**To be done:** What you return should match every record exactly, with the images removed.

----------------

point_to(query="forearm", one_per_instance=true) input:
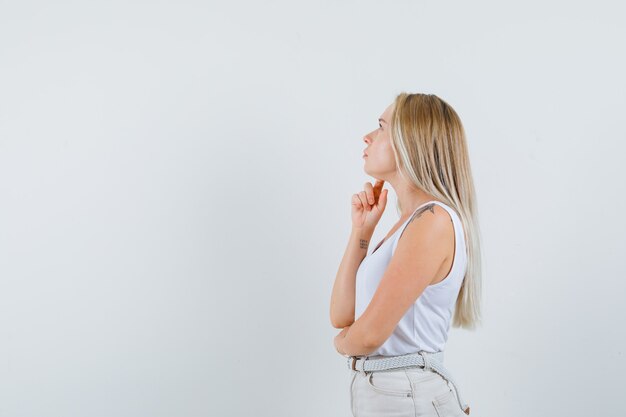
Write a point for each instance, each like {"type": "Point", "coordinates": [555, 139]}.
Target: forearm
{"type": "Point", "coordinates": [354, 341]}
{"type": "Point", "coordinates": [342, 298]}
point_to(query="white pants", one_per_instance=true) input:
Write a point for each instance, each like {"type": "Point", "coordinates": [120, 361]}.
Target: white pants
{"type": "Point", "coordinates": [406, 392]}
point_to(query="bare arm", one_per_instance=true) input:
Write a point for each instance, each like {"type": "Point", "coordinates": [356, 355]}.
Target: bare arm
{"type": "Point", "coordinates": [342, 299]}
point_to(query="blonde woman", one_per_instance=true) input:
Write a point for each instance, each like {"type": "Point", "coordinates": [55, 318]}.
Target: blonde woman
{"type": "Point", "coordinates": [395, 304]}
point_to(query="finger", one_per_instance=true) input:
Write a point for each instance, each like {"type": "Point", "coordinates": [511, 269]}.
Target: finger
{"type": "Point", "coordinates": [369, 190]}
{"type": "Point", "coordinates": [378, 188]}
{"type": "Point", "coordinates": [363, 199]}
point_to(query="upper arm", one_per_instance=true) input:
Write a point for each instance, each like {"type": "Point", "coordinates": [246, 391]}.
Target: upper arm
{"type": "Point", "coordinates": [419, 254]}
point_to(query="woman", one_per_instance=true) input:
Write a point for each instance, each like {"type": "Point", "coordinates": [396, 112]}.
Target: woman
{"type": "Point", "coordinates": [396, 304]}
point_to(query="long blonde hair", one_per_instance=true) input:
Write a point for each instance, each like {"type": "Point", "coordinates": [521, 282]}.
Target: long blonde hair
{"type": "Point", "coordinates": [431, 153]}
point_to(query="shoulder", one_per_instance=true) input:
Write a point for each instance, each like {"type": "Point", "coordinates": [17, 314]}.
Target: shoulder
{"type": "Point", "coordinates": [430, 225]}
{"type": "Point", "coordinates": [431, 217]}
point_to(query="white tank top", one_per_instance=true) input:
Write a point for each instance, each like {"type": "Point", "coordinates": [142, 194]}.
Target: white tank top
{"type": "Point", "coordinates": [425, 324]}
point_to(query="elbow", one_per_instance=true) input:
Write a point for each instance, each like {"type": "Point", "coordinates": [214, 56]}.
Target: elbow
{"type": "Point", "coordinates": [340, 324]}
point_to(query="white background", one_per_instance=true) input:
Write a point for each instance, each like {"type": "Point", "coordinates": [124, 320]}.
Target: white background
{"type": "Point", "coordinates": [175, 183]}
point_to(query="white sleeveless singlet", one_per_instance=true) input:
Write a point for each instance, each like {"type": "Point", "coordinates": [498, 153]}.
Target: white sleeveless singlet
{"type": "Point", "coordinates": [426, 323]}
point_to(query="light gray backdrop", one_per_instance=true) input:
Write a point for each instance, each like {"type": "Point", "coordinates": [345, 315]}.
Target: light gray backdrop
{"type": "Point", "coordinates": [175, 182]}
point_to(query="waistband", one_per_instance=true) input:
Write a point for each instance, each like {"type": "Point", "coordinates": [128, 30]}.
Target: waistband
{"type": "Point", "coordinates": [427, 360]}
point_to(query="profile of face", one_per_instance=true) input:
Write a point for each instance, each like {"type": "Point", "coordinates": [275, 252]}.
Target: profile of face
{"type": "Point", "coordinates": [379, 159]}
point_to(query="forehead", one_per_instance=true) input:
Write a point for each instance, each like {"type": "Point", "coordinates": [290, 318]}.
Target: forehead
{"type": "Point", "coordinates": [388, 111]}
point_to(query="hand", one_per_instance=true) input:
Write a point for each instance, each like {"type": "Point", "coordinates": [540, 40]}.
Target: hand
{"type": "Point", "coordinates": [368, 205]}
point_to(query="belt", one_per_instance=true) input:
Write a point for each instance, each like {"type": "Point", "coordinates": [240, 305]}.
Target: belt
{"type": "Point", "coordinates": [426, 360]}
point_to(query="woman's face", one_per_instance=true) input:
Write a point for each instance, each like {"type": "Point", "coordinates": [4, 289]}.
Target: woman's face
{"type": "Point", "coordinates": [379, 159]}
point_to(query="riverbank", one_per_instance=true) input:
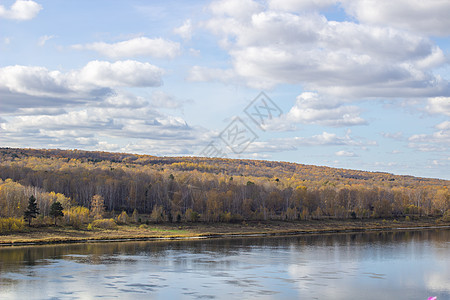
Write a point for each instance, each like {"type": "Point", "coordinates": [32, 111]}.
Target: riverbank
{"type": "Point", "coordinates": [56, 235]}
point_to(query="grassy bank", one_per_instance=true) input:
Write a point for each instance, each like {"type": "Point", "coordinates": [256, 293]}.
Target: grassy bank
{"type": "Point", "coordinates": [49, 235]}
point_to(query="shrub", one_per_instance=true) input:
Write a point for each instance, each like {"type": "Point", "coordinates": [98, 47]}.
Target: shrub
{"type": "Point", "coordinates": [76, 216]}
{"type": "Point", "coordinates": [123, 218]}
{"type": "Point", "coordinates": [105, 224]}
{"type": "Point", "coordinates": [11, 225]}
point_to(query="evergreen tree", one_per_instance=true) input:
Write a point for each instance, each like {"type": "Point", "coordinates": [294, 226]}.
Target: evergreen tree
{"type": "Point", "coordinates": [56, 210]}
{"type": "Point", "coordinates": [32, 210]}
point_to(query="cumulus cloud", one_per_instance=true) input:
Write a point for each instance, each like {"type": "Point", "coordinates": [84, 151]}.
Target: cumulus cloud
{"type": "Point", "coordinates": [310, 108]}
{"type": "Point", "coordinates": [300, 6]}
{"type": "Point", "coordinates": [293, 143]}
{"type": "Point", "coordinates": [43, 39]}
{"type": "Point", "coordinates": [428, 17]}
{"type": "Point", "coordinates": [161, 99]}
{"type": "Point", "coordinates": [141, 46]}
{"type": "Point", "coordinates": [21, 10]}
{"type": "Point", "coordinates": [93, 80]}
{"type": "Point", "coordinates": [346, 153]}
{"type": "Point", "coordinates": [185, 30]}
{"type": "Point", "coordinates": [438, 141]}
{"type": "Point", "coordinates": [115, 119]}
{"type": "Point", "coordinates": [198, 73]}
{"type": "Point", "coordinates": [439, 105]}
{"type": "Point", "coordinates": [240, 9]}
{"type": "Point", "coordinates": [346, 59]}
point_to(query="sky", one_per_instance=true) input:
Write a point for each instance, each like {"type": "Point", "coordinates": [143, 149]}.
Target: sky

----------------

**The reply:**
point_to(query="forearm", one_per_instance=true) input:
Write a point for each instance, each like {"type": "Point", "coordinates": [555, 139]}.
Target: forearm
{"type": "Point", "coordinates": [354, 341]}
{"type": "Point", "coordinates": [342, 298]}
point_to(query="white pants", one_per_instance=true) input:
Write a point for each instance, each like {"type": "Point", "coordinates": [120, 361]}.
Target: white pants
{"type": "Point", "coordinates": [406, 392]}
point_to(query="bare arm", one_per_instance=true) input:
Write a point for each instance, each like {"type": "Point", "coordinates": [356, 355]}.
Target: bare arm
{"type": "Point", "coordinates": [342, 299]}
point_to(query="blonde woman", one_per_instance=true) input:
Write a point for each instance, each like {"type": "Point", "coordinates": [55, 318]}.
Target: blonde woman
{"type": "Point", "coordinates": [395, 304]}
point_to(query="finger", one_per_instance=true) input:
Write a point for each instance, each like {"type": "Point", "coordinates": [511, 269]}.
Target: finger
{"type": "Point", "coordinates": [369, 190]}
{"type": "Point", "coordinates": [378, 188]}
{"type": "Point", "coordinates": [363, 199]}
point_to(query="upper arm", one_per_instance=true) input:
Write a point for each instance, each like {"type": "Point", "coordinates": [246, 391]}.
Target: upper arm
{"type": "Point", "coordinates": [419, 254]}
point_to(query="woman", one_per_instance=true) input:
Write a point for each instance, each like {"type": "Point", "coordinates": [396, 112]}.
Target: woman
{"type": "Point", "coordinates": [396, 304]}
point_to(query="long blonde hair", one_per_instance=true) input:
Write a point for each instance, each like {"type": "Point", "coordinates": [521, 282]}.
Target: long blonde hair
{"type": "Point", "coordinates": [431, 153]}
point_to(query="shoulder", one_per_instance=true) input:
Write a point for each instance, each like {"type": "Point", "coordinates": [17, 314]}.
Target: shoulder
{"type": "Point", "coordinates": [430, 225]}
{"type": "Point", "coordinates": [431, 217]}
point_to(query="white tank top", one_per_instance=true) input:
Write a point for each instance, each like {"type": "Point", "coordinates": [142, 194]}.
Target: white tank top
{"type": "Point", "coordinates": [425, 324]}
point_to(query="elbow", one_per_instance=true) input:
Write a point for each instance, each like {"type": "Point", "coordinates": [214, 56]}.
Target: elbow
{"type": "Point", "coordinates": [340, 324]}
point_to(query="white background", one_per_instance=true) input:
Write a point for each instance, each like {"type": "Point", "coordinates": [124, 320]}.
Target: white background
{"type": "Point", "coordinates": [175, 183]}
point_to(query="white sleeveless singlet", one_per_instance=true) input:
Write a point for each instance, each like {"type": "Point", "coordinates": [498, 153]}.
Target: white sleeveless singlet
{"type": "Point", "coordinates": [426, 323]}
point_to(query="light gray backdrop", one_per_instance=true) input:
Write a point for each instance, each like {"type": "Point", "coordinates": [345, 315]}.
Target: light gray backdrop
{"type": "Point", "coordinates": [175, 182]}
point_to(query="waistband", one_per_instance=true) input:
Write a point for each instance, each like {"type": "Point", "coordinates": [128, 30]}.
Target: waistband
{"type": "Point", "coordinates": [427, 360]}
point_to(query="profile of face", one_per_instance=true) input:
Write a point for each instance, each like {"type": "Point", "coordinates": [275, 252]}.
Target: profile of face
{"type": "Point", "coordinates": [379, 159]}
point_to(query="forehead", one_per_instance=true) input:
Write a point for each instance, each like {"type": "Point", "coordinates": [290, 318]}.
Target: forehead
{"type": "Point", "coordinates": [388, 111]}
point_to(query="hand", one_per_instance=true) input:
Write a point for each instance, each like {"type": "Point", "coordinates": [540, 40]}.
Target: hand
{"type": "Point", "coordinates": [368, 205]}
point_to(query="belt", one_per_instance=true) input:
Write a point for each instance, each like {"type": "Point", "coordinates": [240, 305]}.
Target: belt
{"type": "Point", "coordinates": [426, 360]}
point_to(query="woman's face", one_per_instance=true) input:
Write a point for each instance, each like {"type": "Point", "coordinates": [4, 289]}.
Target: woman's face
{"type": "Point", "coordinates": [379, 159]}
point_to(query="riverbank", one_per_instance=true) input:
Write a point for each instance, each like {"type": "Point", "coordinates": [32, 111]}.
Target: riverbank
{"type": "Point", "coordinates": [56, 235]}
point_to(query="grassy bank", one_per_instance=true) input:
Write a point for each instance, each like {"type": "Point", "coordinates": [256, 293]}.
Target: grassy bank
{"type": "Point", "coordinates": [49, 235]}
point_to(query="shrub", one_per_instance=true) input:
Write a point for each instance, each like {"type": "Point", "coordinates": [98, 47]}.
Target: shrub
{"type": "Point", "coordinates": [76, 216]}
{"type": "Point", "coordinates": [123, 218]}
{"type": "Point", "coordinates": [105, 224]}
{"type": "Point", "coordinates": [11, 225]}
point_to(query="evergreen tree", one_per_instance=true) input:
Write a point for each instance, each like {"type": "Point", "coordinates": [294, 226]}.
Target: evergreen tree
{"type": "Point", "coordinates": [56, 210]}
{"type": "Point", "coordinates": [32, 210]}
point_to(query="cumulus cloud", one_per_instance=true) input:
Write a point for each instance, each like {"type": "Point", "coordinates": [84, 151]}.
Target: cumulus cloud
{"type": "Point", "coordinates": [310, 108]}
{"type": "Point", "coordinates": [300, 6]}
{"type": "Point", "coordinates": [293, 143]}
{"type": "Point", "coordinates": [43, 39]}
{"type": "Point", "coordinates": [428, 17]}
{"type": "Point", "coordinates": [161, 99]}
{"type": "Point", "coordinates": [141, 46]}
{"type": "Point", "coordinates": [21, 10]}
{"type": "Point", "coordinates": [93, 80]}
{"type": "Point", "coordinates": [346, 153]}
{"type": "Point", "coordinates": [185, 30]}
{"type": "Point", "coordinates": [438, 141]}
{"type": "Point", "coordinates": [115, 119]}
{"type": "Point", "coordinates": [198, 73]}
{"type": "Point", "coordinates": [439, 105]}
{"type": "Point", "coordinates": [240, 9]}
{"type": "Point", "coordinates": [346, 59]}
point_to(query="sky", one_per_instance=true) input:
Write a point for each instance, each like {"type": "Point", "coordinates": [143, 149]}.
Target: sky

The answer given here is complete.